-- WRITTEN INSTRUCTION --
Starting at the line that contains "Can you find the sandy" and ending at the final line of the records, lay out each nonblank line as a row of a Markdown table with two columns, Number and Line.

-- SUPPLIED RECORDS --
— Start —

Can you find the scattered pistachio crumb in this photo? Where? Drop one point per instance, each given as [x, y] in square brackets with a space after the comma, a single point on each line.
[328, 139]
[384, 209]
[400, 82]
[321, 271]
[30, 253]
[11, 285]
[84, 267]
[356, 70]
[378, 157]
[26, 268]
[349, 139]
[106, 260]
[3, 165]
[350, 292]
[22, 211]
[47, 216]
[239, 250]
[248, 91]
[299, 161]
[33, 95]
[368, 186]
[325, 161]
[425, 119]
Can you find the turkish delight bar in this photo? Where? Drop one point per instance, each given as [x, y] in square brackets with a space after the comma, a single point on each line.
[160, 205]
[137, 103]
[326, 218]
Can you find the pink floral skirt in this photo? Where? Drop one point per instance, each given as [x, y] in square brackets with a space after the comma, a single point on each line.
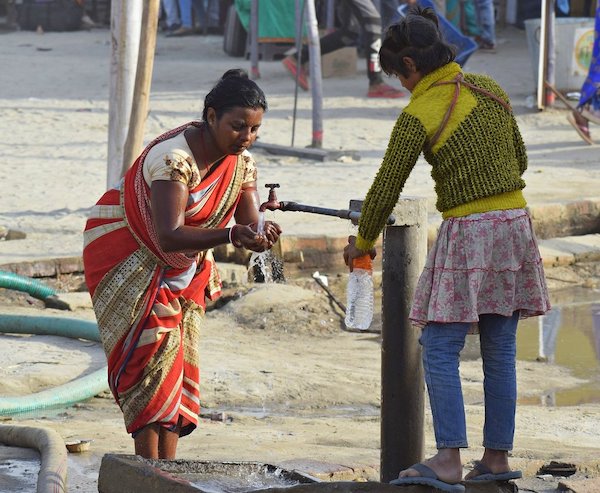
[482, 263]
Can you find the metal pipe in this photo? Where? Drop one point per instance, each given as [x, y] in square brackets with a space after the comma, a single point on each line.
[354, 216]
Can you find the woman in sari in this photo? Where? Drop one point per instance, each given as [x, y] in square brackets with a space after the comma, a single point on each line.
[588, 108]
[148, 263]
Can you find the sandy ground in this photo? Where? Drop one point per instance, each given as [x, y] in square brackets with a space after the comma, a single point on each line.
[295, 386]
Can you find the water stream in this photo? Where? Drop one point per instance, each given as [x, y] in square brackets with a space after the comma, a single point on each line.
[265, 267]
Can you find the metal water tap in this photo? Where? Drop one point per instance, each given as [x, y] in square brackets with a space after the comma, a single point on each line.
[272, 202]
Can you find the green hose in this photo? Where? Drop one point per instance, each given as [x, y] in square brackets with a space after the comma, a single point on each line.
[10, 280]
[16, 282]
[65, 395]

— End —

-- TASK RESULT --
| Number | Line |
|---|---|
| 1 | Can you find the sandy ground in this photo? Where? Drop one point per instance, each given as [x, y] in square brackets with a space after the comma, a single point on each line. |
| 2 | [295, 386] |
| 3 | Can you find the water stream in this photo? Where? Drop one point per instance, each given as [x, y] in square brackets with a space after the comma, a single point on each line. |
| 4 | [265, 267] |
| 5 | Can you find the metal water tap in this photo? Where? Drop one point per instance, each given as [x, y] in square brackets with a space after the comma, a single point on each line. |
| 6 | [272, 202] |
| 7 | Can you find the green hose in this photo? Where? Drop one point per instance, each given as [x, y] in square brackets with a space after the comma, a single point on each line. |
| 8 | [10, 280] |
| 9 | [16, 282] |
| 10 | [65, 395] |